Pointing dataset excerpts:

════════════════════

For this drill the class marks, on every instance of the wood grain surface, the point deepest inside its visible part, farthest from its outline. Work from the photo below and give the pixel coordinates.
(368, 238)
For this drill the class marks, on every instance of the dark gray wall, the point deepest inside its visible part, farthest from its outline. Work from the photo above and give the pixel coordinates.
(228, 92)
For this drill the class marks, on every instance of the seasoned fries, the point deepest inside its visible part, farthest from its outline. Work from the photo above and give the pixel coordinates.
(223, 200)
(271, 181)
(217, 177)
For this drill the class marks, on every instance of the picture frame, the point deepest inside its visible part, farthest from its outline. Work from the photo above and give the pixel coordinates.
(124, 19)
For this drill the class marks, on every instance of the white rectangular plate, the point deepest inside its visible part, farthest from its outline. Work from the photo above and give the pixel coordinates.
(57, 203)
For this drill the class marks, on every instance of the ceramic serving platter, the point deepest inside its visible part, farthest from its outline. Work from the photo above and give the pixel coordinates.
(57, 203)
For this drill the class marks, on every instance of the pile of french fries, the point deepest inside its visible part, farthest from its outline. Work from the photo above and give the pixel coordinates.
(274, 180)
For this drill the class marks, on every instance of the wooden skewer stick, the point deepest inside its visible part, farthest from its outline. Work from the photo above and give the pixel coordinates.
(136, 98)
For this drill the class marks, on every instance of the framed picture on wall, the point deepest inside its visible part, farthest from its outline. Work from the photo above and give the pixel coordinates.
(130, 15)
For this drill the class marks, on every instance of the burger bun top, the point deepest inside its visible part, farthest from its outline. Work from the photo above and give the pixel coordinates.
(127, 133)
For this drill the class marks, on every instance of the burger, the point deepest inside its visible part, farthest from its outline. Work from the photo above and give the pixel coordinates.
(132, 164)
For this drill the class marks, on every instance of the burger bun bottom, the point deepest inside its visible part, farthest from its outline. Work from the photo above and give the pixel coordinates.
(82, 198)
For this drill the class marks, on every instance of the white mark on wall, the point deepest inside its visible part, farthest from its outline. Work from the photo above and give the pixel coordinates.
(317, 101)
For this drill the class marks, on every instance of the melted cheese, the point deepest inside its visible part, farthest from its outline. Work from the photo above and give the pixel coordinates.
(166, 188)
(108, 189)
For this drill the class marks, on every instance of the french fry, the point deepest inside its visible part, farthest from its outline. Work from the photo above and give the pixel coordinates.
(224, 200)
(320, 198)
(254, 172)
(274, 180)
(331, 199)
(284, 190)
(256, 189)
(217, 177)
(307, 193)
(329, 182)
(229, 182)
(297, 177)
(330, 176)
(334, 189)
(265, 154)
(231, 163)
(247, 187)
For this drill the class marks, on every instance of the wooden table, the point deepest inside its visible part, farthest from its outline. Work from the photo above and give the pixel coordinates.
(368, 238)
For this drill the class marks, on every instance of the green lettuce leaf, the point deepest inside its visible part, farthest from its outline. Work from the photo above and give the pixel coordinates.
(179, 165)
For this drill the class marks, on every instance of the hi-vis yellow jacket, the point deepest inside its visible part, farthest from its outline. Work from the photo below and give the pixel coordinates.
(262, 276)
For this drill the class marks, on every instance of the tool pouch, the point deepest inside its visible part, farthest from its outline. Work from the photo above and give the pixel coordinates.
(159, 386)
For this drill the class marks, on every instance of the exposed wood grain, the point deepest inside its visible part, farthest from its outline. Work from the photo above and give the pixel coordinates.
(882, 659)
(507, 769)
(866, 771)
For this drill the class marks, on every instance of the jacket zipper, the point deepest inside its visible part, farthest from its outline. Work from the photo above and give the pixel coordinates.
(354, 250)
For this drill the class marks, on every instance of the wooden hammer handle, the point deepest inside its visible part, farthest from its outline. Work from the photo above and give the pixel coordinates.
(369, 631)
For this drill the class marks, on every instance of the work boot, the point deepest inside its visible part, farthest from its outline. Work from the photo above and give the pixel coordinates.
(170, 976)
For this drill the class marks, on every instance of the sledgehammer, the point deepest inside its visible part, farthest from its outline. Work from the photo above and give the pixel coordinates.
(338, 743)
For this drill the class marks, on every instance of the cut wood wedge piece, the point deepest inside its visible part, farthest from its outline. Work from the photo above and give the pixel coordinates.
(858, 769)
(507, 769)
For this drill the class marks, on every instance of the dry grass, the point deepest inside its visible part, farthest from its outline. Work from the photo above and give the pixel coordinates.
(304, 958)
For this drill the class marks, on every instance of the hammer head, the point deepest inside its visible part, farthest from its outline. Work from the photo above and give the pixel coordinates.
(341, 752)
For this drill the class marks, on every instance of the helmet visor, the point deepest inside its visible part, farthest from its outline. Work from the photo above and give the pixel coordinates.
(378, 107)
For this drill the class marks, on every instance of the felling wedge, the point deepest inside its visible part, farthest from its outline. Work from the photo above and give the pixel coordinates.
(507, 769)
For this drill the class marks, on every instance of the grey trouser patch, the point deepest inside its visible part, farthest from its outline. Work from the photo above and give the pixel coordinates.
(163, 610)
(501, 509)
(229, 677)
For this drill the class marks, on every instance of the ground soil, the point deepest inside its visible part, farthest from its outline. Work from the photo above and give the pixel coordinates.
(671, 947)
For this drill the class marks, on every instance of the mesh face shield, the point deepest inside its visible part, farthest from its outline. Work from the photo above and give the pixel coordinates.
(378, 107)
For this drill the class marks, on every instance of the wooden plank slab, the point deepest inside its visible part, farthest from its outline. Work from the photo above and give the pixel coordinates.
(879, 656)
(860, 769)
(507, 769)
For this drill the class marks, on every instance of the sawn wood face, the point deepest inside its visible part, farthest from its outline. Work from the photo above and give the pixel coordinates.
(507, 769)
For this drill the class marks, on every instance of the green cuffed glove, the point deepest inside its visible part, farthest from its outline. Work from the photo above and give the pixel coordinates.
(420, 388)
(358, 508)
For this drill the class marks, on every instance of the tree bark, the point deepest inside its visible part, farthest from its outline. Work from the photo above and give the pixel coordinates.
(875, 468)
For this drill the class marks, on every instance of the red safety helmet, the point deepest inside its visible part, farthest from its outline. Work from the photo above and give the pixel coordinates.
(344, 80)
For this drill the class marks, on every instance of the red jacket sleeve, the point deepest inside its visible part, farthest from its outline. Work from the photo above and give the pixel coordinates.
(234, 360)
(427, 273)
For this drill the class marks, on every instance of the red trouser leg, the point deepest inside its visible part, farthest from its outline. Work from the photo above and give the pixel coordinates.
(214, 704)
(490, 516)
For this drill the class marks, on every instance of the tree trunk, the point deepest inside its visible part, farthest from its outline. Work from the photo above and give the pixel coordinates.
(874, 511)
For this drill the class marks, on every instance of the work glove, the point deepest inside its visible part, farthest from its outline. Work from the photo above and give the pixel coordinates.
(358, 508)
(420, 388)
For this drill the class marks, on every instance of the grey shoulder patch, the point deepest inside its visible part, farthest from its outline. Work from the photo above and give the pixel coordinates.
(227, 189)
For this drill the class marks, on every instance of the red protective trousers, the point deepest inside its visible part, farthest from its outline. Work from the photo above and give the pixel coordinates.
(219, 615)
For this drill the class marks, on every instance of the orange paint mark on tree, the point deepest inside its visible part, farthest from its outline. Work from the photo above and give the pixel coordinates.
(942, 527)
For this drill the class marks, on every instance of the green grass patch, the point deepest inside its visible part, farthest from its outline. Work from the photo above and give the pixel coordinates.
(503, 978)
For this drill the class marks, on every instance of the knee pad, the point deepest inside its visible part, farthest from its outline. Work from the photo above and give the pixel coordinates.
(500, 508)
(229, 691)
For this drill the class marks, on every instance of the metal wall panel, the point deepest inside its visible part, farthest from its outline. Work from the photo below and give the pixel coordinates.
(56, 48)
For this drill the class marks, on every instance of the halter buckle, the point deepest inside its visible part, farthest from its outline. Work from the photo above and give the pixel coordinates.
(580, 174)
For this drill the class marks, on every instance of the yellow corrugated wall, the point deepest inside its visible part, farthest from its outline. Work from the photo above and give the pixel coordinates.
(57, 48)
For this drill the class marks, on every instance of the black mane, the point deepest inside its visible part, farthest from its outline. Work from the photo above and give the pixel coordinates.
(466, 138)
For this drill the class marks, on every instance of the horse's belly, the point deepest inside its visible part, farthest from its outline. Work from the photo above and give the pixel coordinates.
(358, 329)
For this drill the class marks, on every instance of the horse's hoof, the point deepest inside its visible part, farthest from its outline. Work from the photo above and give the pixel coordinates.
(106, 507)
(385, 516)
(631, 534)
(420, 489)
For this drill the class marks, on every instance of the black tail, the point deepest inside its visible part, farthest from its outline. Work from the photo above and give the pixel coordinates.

════════════════════

Written instruction:
Write out again, unchanged, every line from the line containing "horse's belly, the" to the final line of the material above.

Exercise output:
For this drill the class marks, on every instance of the horse's belly, the point deepest inside its visible part, farthest from its outline. Work from the photo above and give the pixel coordinates.
(358, 329)
For this drill the class marks, on every instance of the horse's hoof, the point deepest inside its visible part, farthest from its outline. Work from the photo above and give the pixel coordinates.
(106, 507)
(385, 516)
(631, 534)
(420, 489)
For this drill the class marks, on every instance of the black tail, the point deepest inside its visible part, farthest from its outline. Work from the photo above and give the pixel coordinates.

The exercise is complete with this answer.